### PROBLEM TO SOLVE
Convert the lines below, from the line containing "Point out every instance of the horse's tail" through the line containing "x=539, y=132", both included, into a JSON list of strings, with one string per line and blank lines omitted. Include no other lines.

### DATASET EXTRACT

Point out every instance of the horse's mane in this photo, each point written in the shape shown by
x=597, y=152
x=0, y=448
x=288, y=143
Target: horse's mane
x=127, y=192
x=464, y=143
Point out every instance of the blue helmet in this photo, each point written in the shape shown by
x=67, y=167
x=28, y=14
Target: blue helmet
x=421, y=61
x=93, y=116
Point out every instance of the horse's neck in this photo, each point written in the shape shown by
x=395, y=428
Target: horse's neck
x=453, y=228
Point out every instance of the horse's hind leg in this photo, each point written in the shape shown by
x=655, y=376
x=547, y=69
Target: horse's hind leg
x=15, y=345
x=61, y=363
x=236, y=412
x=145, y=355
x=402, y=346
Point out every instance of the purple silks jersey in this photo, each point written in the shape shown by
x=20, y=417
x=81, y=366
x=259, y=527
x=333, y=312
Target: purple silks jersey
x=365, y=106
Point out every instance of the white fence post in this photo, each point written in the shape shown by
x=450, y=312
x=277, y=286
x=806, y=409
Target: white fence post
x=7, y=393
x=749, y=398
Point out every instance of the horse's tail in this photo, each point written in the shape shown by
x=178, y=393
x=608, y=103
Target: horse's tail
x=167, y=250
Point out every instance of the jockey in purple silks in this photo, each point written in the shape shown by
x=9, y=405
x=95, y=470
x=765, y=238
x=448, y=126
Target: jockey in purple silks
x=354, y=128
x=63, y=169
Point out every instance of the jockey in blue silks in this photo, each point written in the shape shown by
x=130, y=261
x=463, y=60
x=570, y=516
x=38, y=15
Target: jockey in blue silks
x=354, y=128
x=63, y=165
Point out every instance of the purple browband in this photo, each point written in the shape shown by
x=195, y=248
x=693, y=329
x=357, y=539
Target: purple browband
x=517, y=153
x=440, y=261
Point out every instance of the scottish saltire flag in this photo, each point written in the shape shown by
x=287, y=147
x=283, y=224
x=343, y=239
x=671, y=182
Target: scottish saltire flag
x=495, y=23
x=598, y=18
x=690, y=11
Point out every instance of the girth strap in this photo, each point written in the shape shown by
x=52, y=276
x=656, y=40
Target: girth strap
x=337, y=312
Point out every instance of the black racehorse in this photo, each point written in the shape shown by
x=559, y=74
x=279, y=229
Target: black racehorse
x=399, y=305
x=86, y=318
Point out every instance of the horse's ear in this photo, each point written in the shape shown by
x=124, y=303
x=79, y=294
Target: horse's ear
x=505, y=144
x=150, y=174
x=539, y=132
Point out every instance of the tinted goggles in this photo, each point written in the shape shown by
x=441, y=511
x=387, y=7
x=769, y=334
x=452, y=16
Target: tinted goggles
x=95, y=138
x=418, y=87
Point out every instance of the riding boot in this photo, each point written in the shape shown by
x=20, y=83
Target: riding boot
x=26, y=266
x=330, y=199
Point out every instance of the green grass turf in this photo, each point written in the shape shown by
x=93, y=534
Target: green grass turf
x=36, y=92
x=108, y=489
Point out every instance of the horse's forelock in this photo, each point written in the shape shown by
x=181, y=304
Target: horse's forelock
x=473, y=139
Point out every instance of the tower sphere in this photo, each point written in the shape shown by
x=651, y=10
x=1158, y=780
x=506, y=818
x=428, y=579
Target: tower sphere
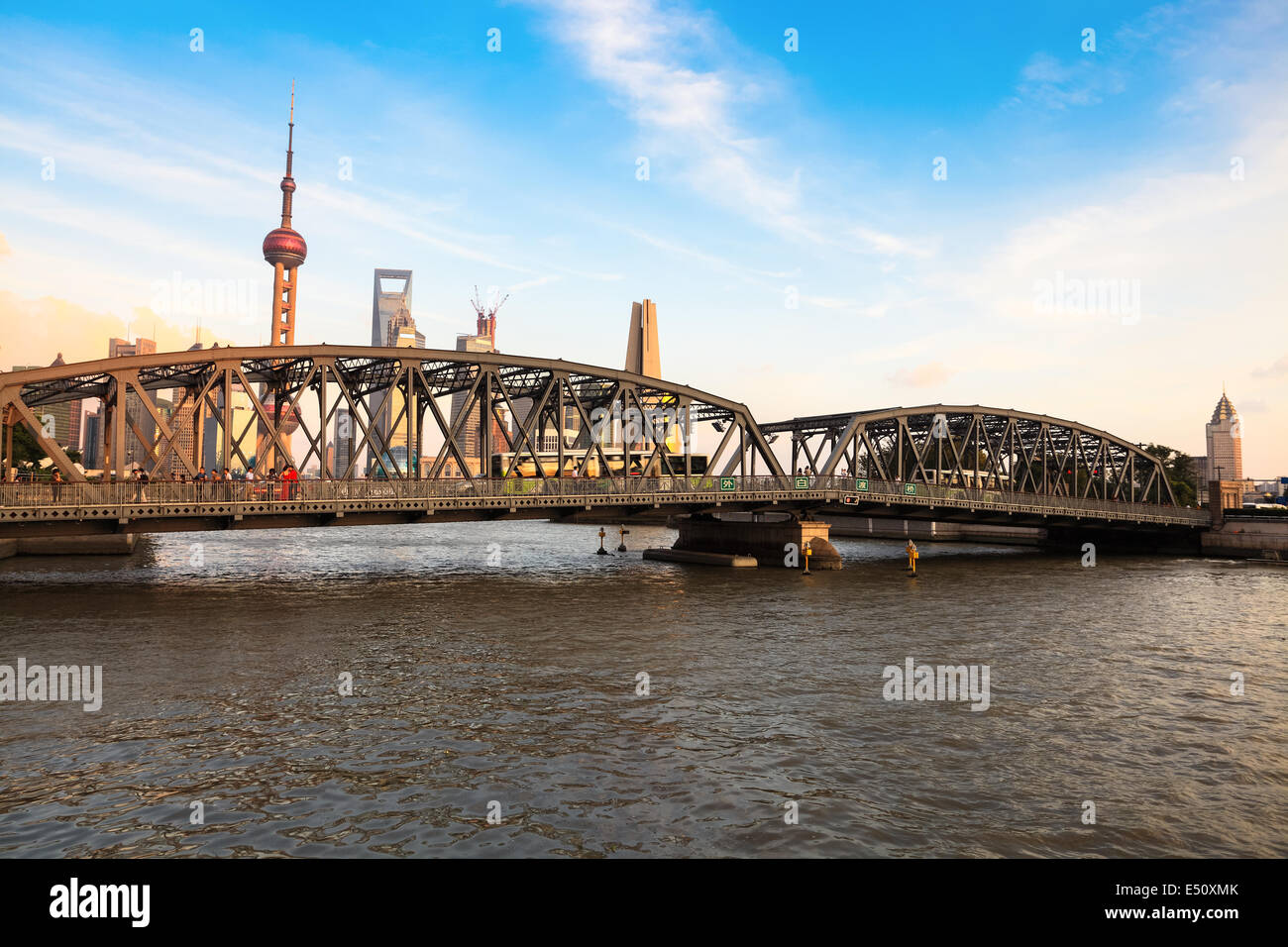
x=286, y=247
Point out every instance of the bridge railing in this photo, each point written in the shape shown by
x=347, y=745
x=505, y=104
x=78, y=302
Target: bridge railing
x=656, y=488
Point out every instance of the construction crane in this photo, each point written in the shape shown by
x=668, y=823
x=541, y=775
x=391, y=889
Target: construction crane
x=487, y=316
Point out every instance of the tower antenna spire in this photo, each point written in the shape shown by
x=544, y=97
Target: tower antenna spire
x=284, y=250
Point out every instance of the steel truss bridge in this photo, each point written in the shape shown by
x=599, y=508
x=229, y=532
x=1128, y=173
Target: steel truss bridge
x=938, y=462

--

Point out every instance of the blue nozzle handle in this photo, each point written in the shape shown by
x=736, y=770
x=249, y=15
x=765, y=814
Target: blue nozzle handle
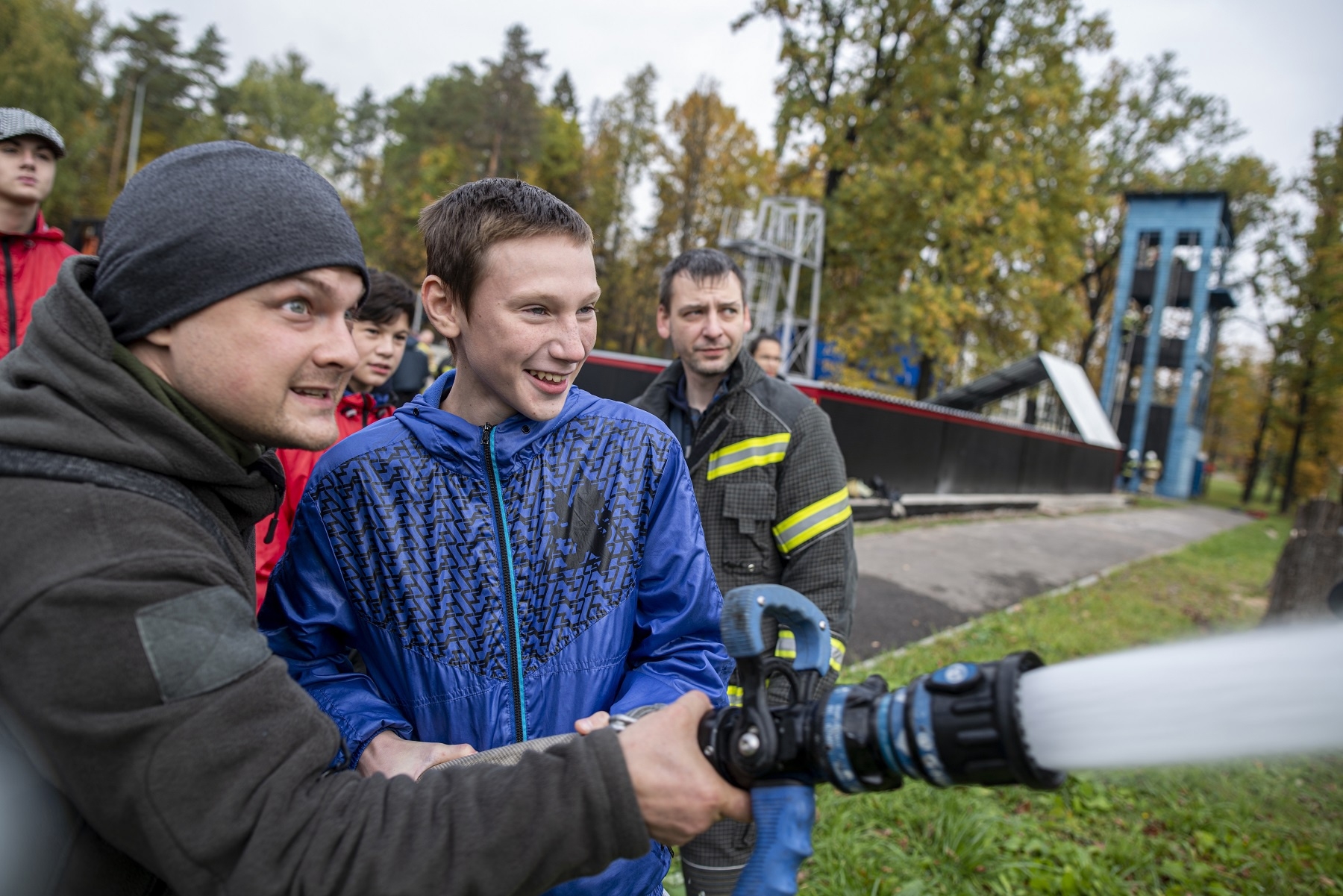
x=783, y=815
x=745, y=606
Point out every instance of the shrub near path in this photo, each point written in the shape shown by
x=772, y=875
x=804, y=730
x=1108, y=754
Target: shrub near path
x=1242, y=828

...

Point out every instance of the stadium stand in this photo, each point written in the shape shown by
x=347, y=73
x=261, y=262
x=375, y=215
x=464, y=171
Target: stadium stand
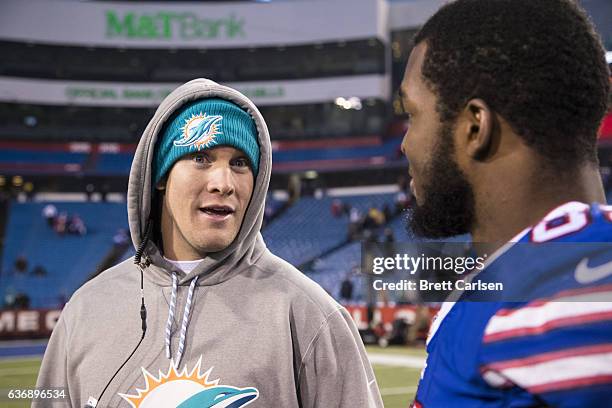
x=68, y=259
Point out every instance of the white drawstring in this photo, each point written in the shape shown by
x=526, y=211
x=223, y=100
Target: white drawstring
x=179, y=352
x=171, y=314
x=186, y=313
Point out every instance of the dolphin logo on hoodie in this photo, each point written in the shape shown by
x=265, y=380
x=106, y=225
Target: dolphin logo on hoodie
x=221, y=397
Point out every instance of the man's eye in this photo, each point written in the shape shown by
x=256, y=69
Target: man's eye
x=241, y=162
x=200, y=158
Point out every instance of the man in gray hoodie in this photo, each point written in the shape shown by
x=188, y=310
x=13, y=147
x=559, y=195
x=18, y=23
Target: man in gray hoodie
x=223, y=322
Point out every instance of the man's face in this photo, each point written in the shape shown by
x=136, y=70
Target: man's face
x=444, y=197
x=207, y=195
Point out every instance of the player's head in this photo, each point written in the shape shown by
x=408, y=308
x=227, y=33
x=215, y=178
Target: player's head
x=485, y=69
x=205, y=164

### RESULT BELOW
[
  "Point out every instance of the horse's tail in this photo, each point written in the shape shown by",
  "x=178, y=393",
  "x=608, y=103",
  "Target: horse's tail",
  "x=167, y=250",
  "Point out every instance of the jockey in purple silks in this photo, each point written in the shape shown by",
  "x=9, y=405",
  "x=95, y=470",
  "x=765, y=238",
  "x=448, y=126",
  "Target: jockey in purple silks",
  "x=354, y=128",
  "x=63, y=169",
  "Point out every instance of the jockey in blue silks in this photo, each point written in the shape shown by",
  "x=130, y=261",
  "x=463, y=60",
  "x=570, y=516",
  "x=38, y=15",
  "Target: jockey in blue silks",
  "x=354, y=128",
  "x=63, y=165",
  "Point out every instance of the purple browband in this photo, each point written in the shape shown by",
  "x=195, y=248",
  "x=693, y=329",
  "x=357, y=539",
  "Target: purple browband",
  "x=517, y=153",
  "x=440, y=261",
  "Point out every instance of the scottish saltire flag in this photo, each point written in the shape shown by",
  "x=287, y=147",
  "x=283, y=224",
  "x=343, y=239",
  "x=671, y=182",
  "Target: scottish saltire flag",
  "x=495, y=23",
  "x=598, y=18",
  "x=690, y=11",
  "Point out every instance of the girth strap in this photo, each point written in the shape shown by",
  "x=52, y=276",
  "x=656, y=40",
  "Target: girth strap",
  "x=337, y=312",
  "Point out every instance of the black racehorse in this photo, each point written in the shape shown by",
  "x=559, y=74",
  "x=279, y=229",
  "Target: black racehorse",
  "x=399, y=305",
  "x=86, y=318",
  "Point out every instance of the horse's ear in this photo, each point written in the shape shown by",
  "x=124, y=303",
  "x=79, y=294",
  "Target: horse's ear",
  "x=505, y=144",
  "x=150, y=174",
  "x=539, y=132"
]